BEGIN DATASET ENTRIES

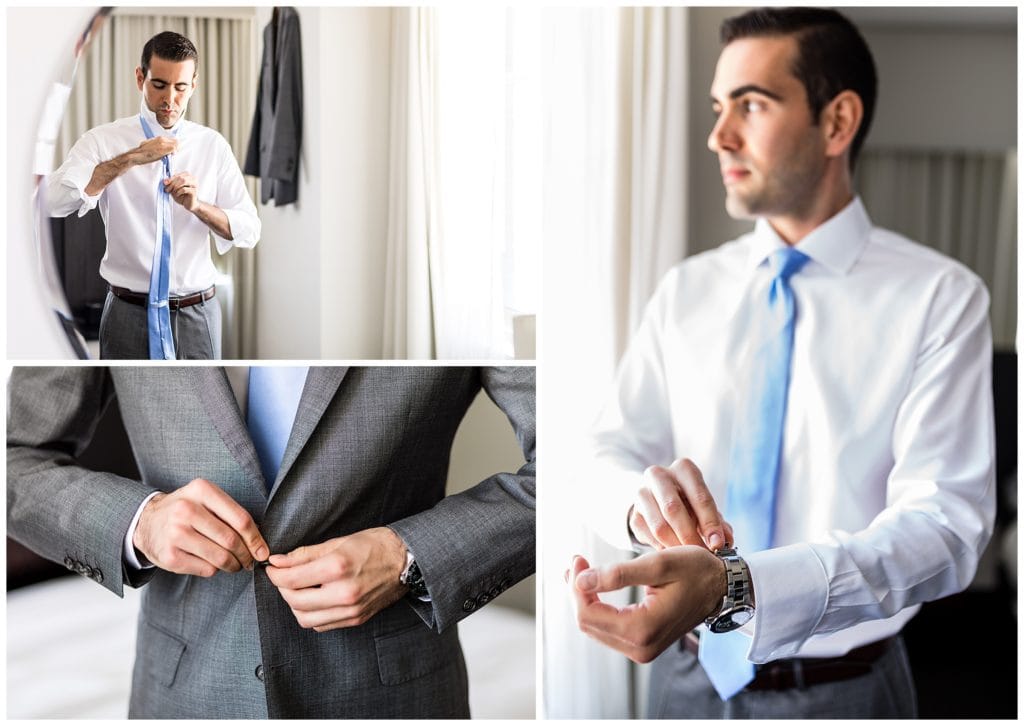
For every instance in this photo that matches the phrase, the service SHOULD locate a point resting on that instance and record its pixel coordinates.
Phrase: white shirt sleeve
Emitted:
(634, 429)
(66, 186)
(135, 561)
(233, 199)
(940, 499)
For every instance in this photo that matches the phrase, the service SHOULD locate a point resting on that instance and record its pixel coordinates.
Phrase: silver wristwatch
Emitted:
(737, 605)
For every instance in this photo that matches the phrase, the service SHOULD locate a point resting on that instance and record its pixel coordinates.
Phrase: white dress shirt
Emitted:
(128, 205)
(886, 495)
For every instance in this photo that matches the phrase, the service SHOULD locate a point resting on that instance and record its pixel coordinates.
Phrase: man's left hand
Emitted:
(343, 582)
(683, 586)
(184, 189)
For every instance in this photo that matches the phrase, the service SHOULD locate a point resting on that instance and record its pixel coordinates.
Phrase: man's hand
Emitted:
(342, 582)
(674, 507)
(683, 586)
(199, 529)
(150, 151)
(153, 150)
(184, 189)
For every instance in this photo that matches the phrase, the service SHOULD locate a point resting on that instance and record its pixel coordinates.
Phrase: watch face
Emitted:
(741, 616)
(731, 620)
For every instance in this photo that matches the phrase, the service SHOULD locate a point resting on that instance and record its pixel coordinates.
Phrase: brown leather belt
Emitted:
(801, 673)
(174, 303)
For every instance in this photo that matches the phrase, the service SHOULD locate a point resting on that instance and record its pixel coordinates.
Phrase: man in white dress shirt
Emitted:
(120, 168)
(885, 495)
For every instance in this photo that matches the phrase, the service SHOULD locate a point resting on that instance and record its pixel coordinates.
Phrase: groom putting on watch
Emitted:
(828, 384)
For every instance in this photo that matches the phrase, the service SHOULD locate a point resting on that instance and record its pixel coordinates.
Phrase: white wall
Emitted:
(483, 445)
(321, 262)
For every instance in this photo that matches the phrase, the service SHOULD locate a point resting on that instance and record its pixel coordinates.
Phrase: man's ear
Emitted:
(840, 121)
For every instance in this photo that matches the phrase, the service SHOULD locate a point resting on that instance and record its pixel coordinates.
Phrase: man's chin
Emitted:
(738, 208)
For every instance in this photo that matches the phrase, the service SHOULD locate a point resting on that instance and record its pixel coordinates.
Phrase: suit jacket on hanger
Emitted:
(275, 138)
(369, 446)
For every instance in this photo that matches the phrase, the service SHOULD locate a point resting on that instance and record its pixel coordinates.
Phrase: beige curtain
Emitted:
(413, 188)
(961, 203)
(615, 129)
(104, 89)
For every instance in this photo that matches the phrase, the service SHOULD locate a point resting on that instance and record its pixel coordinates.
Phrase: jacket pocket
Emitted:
(161, 653)
(415, 651)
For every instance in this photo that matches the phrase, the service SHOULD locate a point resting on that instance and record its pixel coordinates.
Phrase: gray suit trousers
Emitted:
(124, 331)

END DATASET ENTRIES

WORK INSTRUCTION ::
Give back every record above word for word; the pictures have no place in it.

RESPONSE FOR THIS EXERCISE ::
For every instance in this photo that matches the phrase, the service SHOULD locate a point resting on that instance and record its pixel coordinates.
Phrase: white shirt sleeve
Emitted:
(634, 429)
(66, 186)
(135, 561)
(233, 199)
(940, 499)
For every instance in this photo that matches the phrase, the service SHOULD locate a point resting on that instance and record its pixel coordinates.
Phrase: silver wristwatch
Emitted:
(737, 605)
For every instance in this photo that matches the phrase, the service SHOULD locate a point resting on that instance and record its pixel coordinates.
Phrase: white dress shirt
Emitted:
(128, 205)
(886, 495)
For every instance in this photo that matches the phrase, the service SHOULD locate a point resting on that instance and record its pixel coordinates.
Phrase: man's left hand
Emitted:
(343, 582)
(683, 586)
(184, 189)
For every instance in this photo that matches the phrase, the service SHOULD locate a point resting on that instance and record its pixel coordinates.
Phrase: man's hand
Emitted:
(342, 582)
(674, 507)
(683, 586)
(199, 529)
(150, 151)
(153, 150)
(184, 189)
For every instance in this photo that matches the phrase, the service SHOULD locate a point resting on that instance and record its pixel coordinates.
Phrase: watch face
Emitted:
(741, 616)
(731, 620)
For every instance in this photo that matches the phrase, the service SHOULD locate a point resting on that instance and record its pixel coordinates.
Phrase: brown leather belt
Emitted:
(801, 673)
(174, 303)
For every instance in this photo that matches the phrase, the service SHOULD locate a point resting on that instance and record its pixel coordinates.
Phrase: man in white dress shirt
Emitted:
(120, 168)
(885, 495)
For every instance in this photo that matches the phrase, the service SHOULD locate a point resting on that instance and record its pixel coordinates.
Phrase: groom putting on watch
Emitted:
(828, 384)
For every instance in this photo that matches the phrase, the service SHOULD locate a point resting on that instance and record its pixel coordinates.
Phrase: white wall
Emitted:
(483, 445)
(321, 262)
For every instance in this photo that matches the phrase, the service SHOULD locate a point resting on that instance and record its pixel coordinates.
Phrase: man's ear
Emitted:
(840, 121)
For every instance in this photo that matches the phrase, the service SHOULD locate a point resting on that instance and record its pixel coordinates.
Phrase: man's chin
Emitted:
(738, 208)
For every instance in this photo that matches the phrase, the service SHOULD locate a point resting on that instance and record its pixel coordinates.
Phrase: suit jacket on hanger
Emitted:
(275, 138)
(369, 446)
For every instance in this photo that matches the phrase, the service SHOULD locate a point resting on that instance and record its pixel coordinates.
Phrase: beige curtain
Emitted:
(413, 188)
(961, 203)
(615, 129)
(104, 89)
For every instance in this photo that matches the phrase, the service SHOULD locate a point resting on that instance and record its pixel coordinates.
Phrase: jacket pocket
Emitted:
(161, 653)
(415, 651)
For every instance in this photo that matches the phrase, the service SHOULD locate a point resting on that instance and record its pixel coordinates.
Phrase: gray suit trousers
Emitted:
(124, 331)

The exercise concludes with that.